==== Reading text
From 95e08824faba43a4fa052b9366dcea19e2268541 Mon Sep 17 00:00:00 2001
From: Sander de Smalen <sander.desmalen@arm.com>
Date: Wed, 6 Jul 2022 15:00:38 +0000
Subject: [PATCH] [AArch64] Add support for various operations on nxv1i1 types.

The supported operations are:
* Logical operations (and, or, xor, bic)
* Logical reductions (and, or, xor, [us]min, [us]max)
* Conversions to/from svbool_t
* Predicate count (CNTP)

Reviewed By: paulwalker-arm

Differential Revision: https://reviews.llvm.org/D128835
---
 .../Target/AArch64/AArch64ISelLowering.cpp    | 12 ++-
 .../lib/Target/AArch64/AArch64SVEInstrInfo.td |  5 ++
 llvm/lib/Target/AArch64/SVEInstrFormats.td    |  6 ++
 llvm/test/CodeGen/AArch64/sve-int-log.ll      | 39 ++++++++
 .../CodeGen/AArch64/sve-int-pred-reduce.ll    | 88 +++++++++++++++++++
 .../AArch64/sve-intrinsics-reinterpret.ll     | 21 +++++
 6 files changed, 169 insertions(+), 2 deletions(-)
diff --git a/llvm/lib/Target/AArch64/AArch64ISelLowering.cpp b/llvm/lib/Target/AArch64/AArch64ISelLowering.cpp
index 76e0d858daa4..73e129c7d89d 100644
--- a/llvm/lib/Target/AArch64/AArch64ISelLowering.cpp
+++ b/llvm/lib/Target/AArch64/AArch64ISelLowering.cpp
@@ -1086,8 +1086,10 @@ AArch64TargetLowering::AArch64TargetLowering(const TargetMachine &TM,
   // SVE and SME.
   if (Subtarget->hasSVE() || Subtarget->hasSME()) {
     for (auto VT :
-         {MVT::nxv16i1, MVT::nxv8i1, MVT::nxv4i1, MVT::nxv2i1, MVT::nxv1i1})
========
Problems and tasks ->
• A. Answer these questions about the patch above:
(i) Who reviewed the change?
(ii) How many files were changed, and with how many insertions and deletions?
(iii) Which instruction is named for the predicate count operation?
• B. Pick up the AArch64 patch text from its last line and write what comes next.
The lines that follow the patch are a separate set of material.
==== Data extract
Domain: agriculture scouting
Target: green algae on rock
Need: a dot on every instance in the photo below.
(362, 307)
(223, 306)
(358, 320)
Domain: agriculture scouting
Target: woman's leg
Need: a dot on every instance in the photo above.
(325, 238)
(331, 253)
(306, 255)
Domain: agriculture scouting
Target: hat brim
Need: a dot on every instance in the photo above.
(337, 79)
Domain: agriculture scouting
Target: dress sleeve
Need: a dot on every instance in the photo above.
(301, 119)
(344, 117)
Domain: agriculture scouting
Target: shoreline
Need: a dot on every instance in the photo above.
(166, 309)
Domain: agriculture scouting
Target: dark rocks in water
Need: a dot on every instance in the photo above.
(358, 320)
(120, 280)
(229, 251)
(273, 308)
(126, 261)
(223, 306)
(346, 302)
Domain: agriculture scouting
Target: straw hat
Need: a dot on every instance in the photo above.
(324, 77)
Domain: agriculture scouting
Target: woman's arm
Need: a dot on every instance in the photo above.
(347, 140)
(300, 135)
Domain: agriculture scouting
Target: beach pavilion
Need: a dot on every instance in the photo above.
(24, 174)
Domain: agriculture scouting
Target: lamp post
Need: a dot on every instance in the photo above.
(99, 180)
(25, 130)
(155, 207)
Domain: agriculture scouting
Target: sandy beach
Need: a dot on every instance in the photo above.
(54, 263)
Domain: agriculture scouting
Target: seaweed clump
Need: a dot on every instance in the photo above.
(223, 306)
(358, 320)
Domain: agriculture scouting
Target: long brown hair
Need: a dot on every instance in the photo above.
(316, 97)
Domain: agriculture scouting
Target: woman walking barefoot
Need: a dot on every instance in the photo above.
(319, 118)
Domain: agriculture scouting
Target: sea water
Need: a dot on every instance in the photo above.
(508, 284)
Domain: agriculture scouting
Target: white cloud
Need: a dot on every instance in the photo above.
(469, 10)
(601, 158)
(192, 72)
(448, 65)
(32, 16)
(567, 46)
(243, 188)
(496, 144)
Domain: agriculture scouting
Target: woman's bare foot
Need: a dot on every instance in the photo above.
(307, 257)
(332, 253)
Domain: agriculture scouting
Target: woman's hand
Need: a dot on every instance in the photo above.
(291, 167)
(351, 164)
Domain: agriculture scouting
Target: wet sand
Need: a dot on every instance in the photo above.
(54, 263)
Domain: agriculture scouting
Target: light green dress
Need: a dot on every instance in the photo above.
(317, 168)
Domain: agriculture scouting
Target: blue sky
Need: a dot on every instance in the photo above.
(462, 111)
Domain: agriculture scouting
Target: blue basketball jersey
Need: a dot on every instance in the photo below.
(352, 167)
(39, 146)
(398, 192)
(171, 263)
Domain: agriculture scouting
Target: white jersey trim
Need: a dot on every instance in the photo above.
========
Answers given ->
• A.
(i) paulwalker-arm
(ii) 6 files, with 169 insertions and 2 deletions
(iii) CNTP

• B.
+         {MVT::nxv16i1, MVT::nxv8i1, MVT::nxv4i1, MVT::nxv2i1, MVT::nxv1i1}) {
       setOperationAction(ISD::SPLAT_VECTOR, VT, Custom);
+      setOperationAction(ISD::EXTRACT_VECTOR_ELT, VT, Custom);
+    }
   }
 
   if (Subtarget->hasSVE()) {
@@ -1176,7 +1178,6 @@ AArch64TargetLowering::AArch64TargetLowering(const TargetMachine &TM,
       setOperationAction(ISD::VECREDUCE_XOR, VT, Custom);
 
       setOperationAction(ISD::SELECT_CC, VT, Expand);
-      setOperationAction(ISD::EXTRACT_VECTOR_ELT, VT, Custom);
       setOperationAction(ISD::INSERT_VECTOR_ELT, VT, Custom);
       setOperationAction(ISD::INSERT_SUBVECTOR, VT, Custom);
 
@@ -4361,6 +4362,8 @@ SDValue AArch64TargetLowering::LowerMUL(SDValue Op, SelectionDAG &DAG) const {
 
 static inline SDValue getPTrue(SelectionDAG &DAG, SDLoc DL, EVT VT,
                                int Pattern) {
+  if (VT == MVT::nxv1i1 && Pattern == AArch64SVEPredPattern::all)
+    return DAG.getConstant(1, DL, MVT::nxv1i1);
   return DAG.getNode(AArch64ISD::PTRUE, DL, VT,
                      DAG.getTargetConstant(Pattern, DL, MVT::i32));
 }
@@ -21104,6 +21107,11 @@ SDValue AArch64TargetLowering::LowerPredReductionToSVE(SDValue ReduceOp,
   case ISD::VECREDUCE_XOR: {
     SDValue ID =
         DAG.getTargetConstant(Intrinsic::aarch64_sve_cntp, DL, MVT::i64);
+    if (OpVT == MVT::nxv1i1) {
+      // Emulate a CNTP on .Q using .D and a different governing predicate.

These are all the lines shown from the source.